What to produce. Pick up the article on the evolutionary history of stone loaches at the point where it ends, and keep writing it.

Extract.
━━━━

An international team of scientists has reconstructed the evolutionary history of one of the most diversified families of freshwater fish (Nemacheildae – stone loaches), common in Eurasia and Africa. The work involved the staff of the Laboratory of Ecology of Lower Vertebrates of the A.N. Severtsov Institute of Ecology and Evolution of the Russian Academy of Sciences (IEE RAS) – Senior Researcher A.S. Golubtsov and Leading Researcher B.A. Levin.
The study covered 471 fish specimens from 250 species from 37 genera, conducting molecular genetic analysis of 6 DNA markers. The Nemacheildae family was chosen as a model for assessing the evolution of Eurasian freshwater fishes due to its high species diversity (about 840 species) and unusually wide geographic distribution – from Spain to Japan and from Russia to Indonesia. Moreover, the stone loaches even penetrated into East Africa, where they evolved into a separate genus – Afronemacheilus, which lives in the waters of the Ethiopian Highlands. The ecology of stone loach is no less diverse. Among them, there are species adapted to living deep under the surface of the earth in caves and possessing troglomorphic specialization. Thus, the most underground fish species Triplophysa gejiuensis is noted at depths of up to 400 m below the surface of the earth. It is noteworthy that the highest “ascended to the sky” fish species also belongs to this family – this is the high-mountain Tibetan char Triplophysa stolickai, which is noted at altitudes of 5200 m above sea level.

Fig. 2. Phylogenetic tree of the family Nemacheilidae, including 471 specimens analyzed by 6 DNA markers (from the published article - https://elifesciences.org/reviewed-preprints/101080).
The study shed light on the phylogeny, evolutionary history and biogeography of a large group of freshwater fish and, using it as an example, showed which factors contributed to the diversification of the freshwater fauna of this region since the Eocene. In particular, it was shown that the stone loaches originated approximately 45-50 million years ago in the Indochina Peninsula. Diversification into the main large evolutionary lines of the family occurred quite quickly - Southern, Burmese, Sunda, Indochina, Northern and Eastern.

━━━━

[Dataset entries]
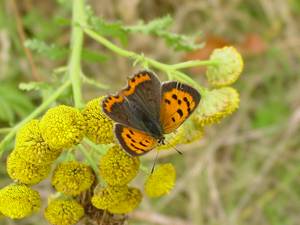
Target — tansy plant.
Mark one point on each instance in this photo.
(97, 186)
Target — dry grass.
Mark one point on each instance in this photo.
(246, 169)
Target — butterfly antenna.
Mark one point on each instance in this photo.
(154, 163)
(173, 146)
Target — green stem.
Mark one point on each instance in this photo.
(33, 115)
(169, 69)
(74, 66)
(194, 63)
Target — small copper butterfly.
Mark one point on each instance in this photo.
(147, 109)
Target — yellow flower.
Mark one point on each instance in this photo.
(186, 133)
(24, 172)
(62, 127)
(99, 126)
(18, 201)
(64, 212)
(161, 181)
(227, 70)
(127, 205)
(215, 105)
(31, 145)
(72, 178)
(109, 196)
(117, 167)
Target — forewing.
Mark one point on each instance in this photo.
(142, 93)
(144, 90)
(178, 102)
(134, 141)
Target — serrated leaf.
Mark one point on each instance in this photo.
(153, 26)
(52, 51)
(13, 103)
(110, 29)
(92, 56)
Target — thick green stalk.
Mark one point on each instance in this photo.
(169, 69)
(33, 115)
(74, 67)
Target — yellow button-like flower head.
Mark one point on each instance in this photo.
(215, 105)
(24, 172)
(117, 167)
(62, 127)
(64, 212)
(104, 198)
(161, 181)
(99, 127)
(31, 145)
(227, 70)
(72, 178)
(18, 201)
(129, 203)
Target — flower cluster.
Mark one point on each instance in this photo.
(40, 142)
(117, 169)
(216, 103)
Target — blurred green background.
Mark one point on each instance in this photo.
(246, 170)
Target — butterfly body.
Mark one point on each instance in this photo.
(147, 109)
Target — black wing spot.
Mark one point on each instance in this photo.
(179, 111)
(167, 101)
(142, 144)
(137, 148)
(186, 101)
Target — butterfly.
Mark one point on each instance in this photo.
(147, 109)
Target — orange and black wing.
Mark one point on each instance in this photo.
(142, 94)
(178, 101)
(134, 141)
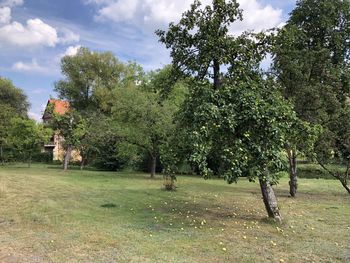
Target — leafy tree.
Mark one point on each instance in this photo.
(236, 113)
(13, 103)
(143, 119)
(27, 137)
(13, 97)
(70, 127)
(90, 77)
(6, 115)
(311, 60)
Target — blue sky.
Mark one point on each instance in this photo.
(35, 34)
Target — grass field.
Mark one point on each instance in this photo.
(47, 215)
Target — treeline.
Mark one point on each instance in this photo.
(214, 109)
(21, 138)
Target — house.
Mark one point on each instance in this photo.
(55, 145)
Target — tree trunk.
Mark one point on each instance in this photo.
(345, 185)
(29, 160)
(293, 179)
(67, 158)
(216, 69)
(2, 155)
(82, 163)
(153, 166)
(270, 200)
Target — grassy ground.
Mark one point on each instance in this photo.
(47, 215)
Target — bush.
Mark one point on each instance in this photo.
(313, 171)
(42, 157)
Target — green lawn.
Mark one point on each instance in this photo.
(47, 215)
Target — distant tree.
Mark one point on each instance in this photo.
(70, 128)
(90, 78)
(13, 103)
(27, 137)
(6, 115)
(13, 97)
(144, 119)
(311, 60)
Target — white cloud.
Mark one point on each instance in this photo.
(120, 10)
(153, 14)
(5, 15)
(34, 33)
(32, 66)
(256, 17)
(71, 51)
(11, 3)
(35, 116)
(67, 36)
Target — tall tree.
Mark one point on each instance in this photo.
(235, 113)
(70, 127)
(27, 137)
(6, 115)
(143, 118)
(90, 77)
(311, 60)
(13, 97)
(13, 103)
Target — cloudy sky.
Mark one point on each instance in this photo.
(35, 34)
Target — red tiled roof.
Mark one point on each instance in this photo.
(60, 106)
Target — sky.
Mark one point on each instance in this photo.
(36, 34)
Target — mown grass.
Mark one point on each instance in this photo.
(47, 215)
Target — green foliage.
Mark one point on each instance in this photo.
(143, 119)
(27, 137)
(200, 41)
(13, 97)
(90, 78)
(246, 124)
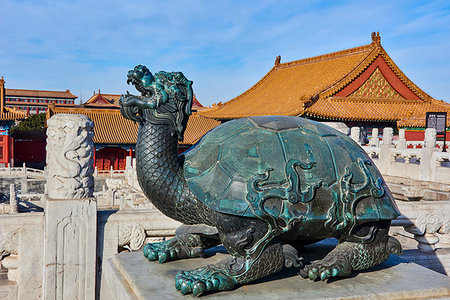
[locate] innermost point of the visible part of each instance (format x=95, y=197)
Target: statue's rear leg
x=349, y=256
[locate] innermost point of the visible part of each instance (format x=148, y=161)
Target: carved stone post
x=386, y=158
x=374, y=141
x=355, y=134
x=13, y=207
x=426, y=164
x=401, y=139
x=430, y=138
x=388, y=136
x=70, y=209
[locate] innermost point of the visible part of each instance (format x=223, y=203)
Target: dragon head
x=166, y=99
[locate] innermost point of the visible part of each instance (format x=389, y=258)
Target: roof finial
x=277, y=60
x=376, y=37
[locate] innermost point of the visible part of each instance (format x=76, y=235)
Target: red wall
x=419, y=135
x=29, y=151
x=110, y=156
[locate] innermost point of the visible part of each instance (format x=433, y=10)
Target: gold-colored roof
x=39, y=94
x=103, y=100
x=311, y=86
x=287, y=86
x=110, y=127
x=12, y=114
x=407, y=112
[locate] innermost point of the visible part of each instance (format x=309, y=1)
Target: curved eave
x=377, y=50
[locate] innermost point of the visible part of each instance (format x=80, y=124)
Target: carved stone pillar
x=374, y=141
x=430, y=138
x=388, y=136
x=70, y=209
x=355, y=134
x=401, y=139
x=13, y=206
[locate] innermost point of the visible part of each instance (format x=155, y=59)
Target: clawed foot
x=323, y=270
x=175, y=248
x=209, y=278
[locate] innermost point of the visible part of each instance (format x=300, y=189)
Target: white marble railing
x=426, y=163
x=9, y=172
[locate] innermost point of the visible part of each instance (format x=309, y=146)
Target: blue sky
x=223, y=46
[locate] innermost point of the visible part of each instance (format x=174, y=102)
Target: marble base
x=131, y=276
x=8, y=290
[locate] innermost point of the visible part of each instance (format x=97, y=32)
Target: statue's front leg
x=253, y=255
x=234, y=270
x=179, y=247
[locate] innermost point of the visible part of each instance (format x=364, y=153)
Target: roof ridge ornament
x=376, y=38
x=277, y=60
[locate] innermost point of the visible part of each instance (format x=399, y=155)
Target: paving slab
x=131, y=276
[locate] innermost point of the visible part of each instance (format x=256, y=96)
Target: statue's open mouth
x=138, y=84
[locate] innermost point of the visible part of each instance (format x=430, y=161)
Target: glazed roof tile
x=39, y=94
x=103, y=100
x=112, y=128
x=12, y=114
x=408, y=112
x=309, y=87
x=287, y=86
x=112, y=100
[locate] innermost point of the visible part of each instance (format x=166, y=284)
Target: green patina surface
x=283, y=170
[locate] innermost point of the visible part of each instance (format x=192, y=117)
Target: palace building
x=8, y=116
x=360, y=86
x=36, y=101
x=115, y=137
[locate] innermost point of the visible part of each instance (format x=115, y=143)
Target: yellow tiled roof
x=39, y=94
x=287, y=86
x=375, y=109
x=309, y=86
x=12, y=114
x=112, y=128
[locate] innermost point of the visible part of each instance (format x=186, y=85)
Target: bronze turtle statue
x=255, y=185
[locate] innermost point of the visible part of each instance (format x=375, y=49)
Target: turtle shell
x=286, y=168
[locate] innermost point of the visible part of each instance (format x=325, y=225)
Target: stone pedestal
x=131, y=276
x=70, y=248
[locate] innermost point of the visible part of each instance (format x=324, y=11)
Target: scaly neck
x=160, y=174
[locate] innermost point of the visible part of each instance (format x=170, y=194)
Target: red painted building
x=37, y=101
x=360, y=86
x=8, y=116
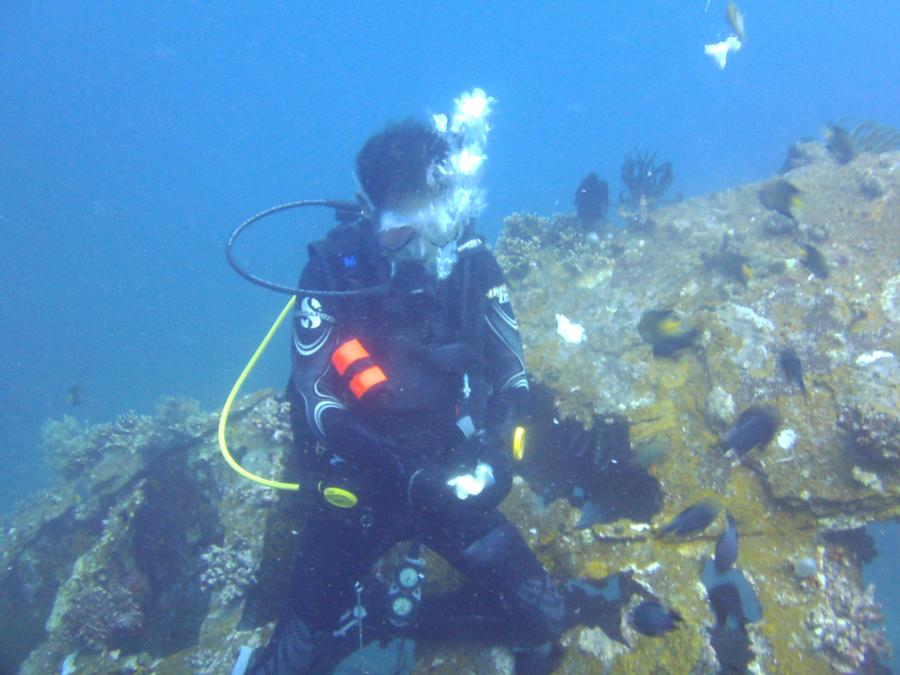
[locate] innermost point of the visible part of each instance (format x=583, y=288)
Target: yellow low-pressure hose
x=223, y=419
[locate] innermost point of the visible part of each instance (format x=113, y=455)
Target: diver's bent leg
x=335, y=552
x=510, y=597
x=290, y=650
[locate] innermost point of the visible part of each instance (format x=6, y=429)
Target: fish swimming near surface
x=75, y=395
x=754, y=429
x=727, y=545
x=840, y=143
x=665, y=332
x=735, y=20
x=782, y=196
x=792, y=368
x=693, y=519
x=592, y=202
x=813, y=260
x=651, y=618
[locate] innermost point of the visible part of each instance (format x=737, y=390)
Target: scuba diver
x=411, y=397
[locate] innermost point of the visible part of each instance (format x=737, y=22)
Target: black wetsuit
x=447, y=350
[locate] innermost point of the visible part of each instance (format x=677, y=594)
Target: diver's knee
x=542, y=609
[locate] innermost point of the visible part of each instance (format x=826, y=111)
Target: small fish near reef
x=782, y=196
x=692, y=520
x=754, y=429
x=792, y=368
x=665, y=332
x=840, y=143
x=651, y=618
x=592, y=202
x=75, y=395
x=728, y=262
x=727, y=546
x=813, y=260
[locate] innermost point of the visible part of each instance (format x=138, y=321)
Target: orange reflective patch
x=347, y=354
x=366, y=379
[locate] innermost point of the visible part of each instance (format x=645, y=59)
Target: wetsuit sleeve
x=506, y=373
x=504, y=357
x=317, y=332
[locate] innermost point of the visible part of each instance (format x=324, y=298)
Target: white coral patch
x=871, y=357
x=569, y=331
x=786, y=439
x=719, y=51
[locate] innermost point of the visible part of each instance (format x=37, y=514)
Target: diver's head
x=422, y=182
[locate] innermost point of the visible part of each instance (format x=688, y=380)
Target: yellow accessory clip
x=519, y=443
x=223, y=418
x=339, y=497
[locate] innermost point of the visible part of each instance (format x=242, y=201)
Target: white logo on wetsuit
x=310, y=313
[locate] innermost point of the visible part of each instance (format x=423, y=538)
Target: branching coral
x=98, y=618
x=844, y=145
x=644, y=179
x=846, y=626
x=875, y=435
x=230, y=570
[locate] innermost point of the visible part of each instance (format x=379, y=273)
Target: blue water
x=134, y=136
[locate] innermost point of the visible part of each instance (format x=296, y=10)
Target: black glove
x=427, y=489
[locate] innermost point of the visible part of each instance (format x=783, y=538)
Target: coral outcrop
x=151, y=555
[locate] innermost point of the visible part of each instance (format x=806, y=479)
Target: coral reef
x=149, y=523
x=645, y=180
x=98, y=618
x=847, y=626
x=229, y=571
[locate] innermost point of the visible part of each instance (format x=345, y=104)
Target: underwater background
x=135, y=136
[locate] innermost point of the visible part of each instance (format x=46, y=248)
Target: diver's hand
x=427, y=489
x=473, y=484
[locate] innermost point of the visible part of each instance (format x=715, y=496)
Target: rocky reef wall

━━━━

Expected output.
"The expansion of the stone loach family was facilitated by tectonic processes, favorable climatic conditions since the Eocene and mountain building processes. In particular, favorable climate and plate tectonics contributed to the dispersal of the Eurasian family to the African continent in the late Miocene," said B.A. Levin, leading researcher at the IEE RAS.
Subsequently, the aridization of the Arabian Peninsula led to a significant extinction of aquatic fauna, which created a large gap in the distribution of representatives of the family, but contributed to the genesis of a new line of African loaches of the generic level (Afronemacheilus) - the only representative of the family in Africa.
The results of this work will be of interest to evolutionary biologists, ichthyologists, paleontologists and other specialists, as well as biology enthusiasts.
The study was published in the prestigious international journal eLife (https://elifesciences.org/reviewed-preprints/101080) and supported by the grant of the Russian Science Foundation 24-44-20019 (Fish of the Caspian basin: genetic diversity, evolution and biogeography). Šlechtová, V., Dvořák, T., Freyhof, J., Kottelat, M., Levin, B., Golubtsov, A., Šlechta, V. & Bohlen, J. (2025). Reconstructing the phylogeny and evolutionary history of freshwater fishes (Nemacheilidae) across Eurasia since early Eocene. eLife, 13.